## Point localization data
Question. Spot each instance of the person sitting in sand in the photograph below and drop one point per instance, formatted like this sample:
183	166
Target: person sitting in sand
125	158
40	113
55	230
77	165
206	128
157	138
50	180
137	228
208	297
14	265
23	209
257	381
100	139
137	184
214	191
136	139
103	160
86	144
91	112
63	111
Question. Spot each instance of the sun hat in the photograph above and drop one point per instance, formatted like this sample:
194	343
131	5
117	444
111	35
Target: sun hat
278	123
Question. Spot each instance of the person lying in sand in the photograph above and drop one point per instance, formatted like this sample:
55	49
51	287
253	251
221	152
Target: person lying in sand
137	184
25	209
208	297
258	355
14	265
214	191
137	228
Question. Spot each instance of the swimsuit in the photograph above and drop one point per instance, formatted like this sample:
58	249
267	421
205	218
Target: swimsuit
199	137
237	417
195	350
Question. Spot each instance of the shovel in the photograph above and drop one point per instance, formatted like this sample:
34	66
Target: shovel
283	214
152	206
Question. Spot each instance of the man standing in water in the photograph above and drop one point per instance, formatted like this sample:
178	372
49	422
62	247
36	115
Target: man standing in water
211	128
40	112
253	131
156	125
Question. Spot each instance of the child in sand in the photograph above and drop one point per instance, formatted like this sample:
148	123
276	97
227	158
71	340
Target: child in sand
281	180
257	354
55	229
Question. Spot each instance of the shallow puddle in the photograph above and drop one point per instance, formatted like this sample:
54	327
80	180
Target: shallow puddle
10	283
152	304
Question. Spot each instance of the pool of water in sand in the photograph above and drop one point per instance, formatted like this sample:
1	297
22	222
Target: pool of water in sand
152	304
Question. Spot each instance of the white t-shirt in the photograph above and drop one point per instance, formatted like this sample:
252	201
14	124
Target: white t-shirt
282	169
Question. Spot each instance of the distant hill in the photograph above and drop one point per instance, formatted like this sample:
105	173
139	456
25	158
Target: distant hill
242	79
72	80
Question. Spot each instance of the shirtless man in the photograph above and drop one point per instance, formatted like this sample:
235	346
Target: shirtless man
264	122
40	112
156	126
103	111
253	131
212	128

## Assigned task
Return the lines above exactly, keeping every word.

## Task answer
Question. Spot each instance of the person sitting in sand in the photograph below and drop one point per instance, formatted like this sample:
183	166
Target: person sitting in sand
125	158
40	113
55	230
77	165
206	128
157	138
50	180
137	228
208	297
14	265
23	209
257	381
100	139
137	184
214	191
136	139
103	160
86	144
91	112
63	111
Question. Spot each instance of the sun hat in the photograph above and drop one point per instance, formatted like this sample:
194	343
131	5
117	444
111	35
Target: sun hat
278	123
Question. Spot each instance of the person lying in sand in the photograph above and drop one point per instance, formatted like this sample:
55	49
51	287
253	251
221	152
Target: person lying in sand
137	184
25	209
208	297
258	355
14	265
214	191
137	228
Question. Spot each instance of the swimsuit in the photograph above and drop one point per instance, formatted like this sample:
58	249
267	421
205	218
Target: swimsuit
199	137
237	417
195	350
Question. Spot each instance of the shovel in the photograph above and drop one point per instance, formatted like this sample:
34	66
Target: shovel
283	214
152	206
Question. Spot each instance of the man standing in water in the photograph above and drop one point per instance, formatted like this sample:
178	372
49	422
62	247
36	115
Target: man standing in water
211	128
40	112
253	131
156	125
Question. Spot each instance of the child in sand in the photograph above and drop one point per instance, formatted like this sample:
148	123
276	97
227	158
71	340
Target: child in sand
281	180
257	354
55	229
Question. Spot each instance of the shallow puddle in the photograph above and drop one point per instance, formatted like this sample:
54	327
80	180
Target: shallow puddle
10	283
152	304
Question. Spot each instance of the pool of water in sand in the photograph above and drop one point per instance, formatted like this sample:
1	297
22	222
Target: pool of water in sand
152	304
Question. Spot each instance of the white t-shirt in the photograph above and drop one point per instance, formatted like this sample:
252	201
14	124
Target: white t-shirt
282	169
Question. Spot each instance of the distant hill in the photograph above and drop one point per instance, formatted like this sample:
105	173
139	456
25	158
Target: distant hill
242	79
72	80
Question. Spot each instance of the shirtless man in the photograph above and drop one point per instance, formatted like this sample:
235	346
Target: shirtless man
264	122
40	112
156	126
103	111
253	131
212	128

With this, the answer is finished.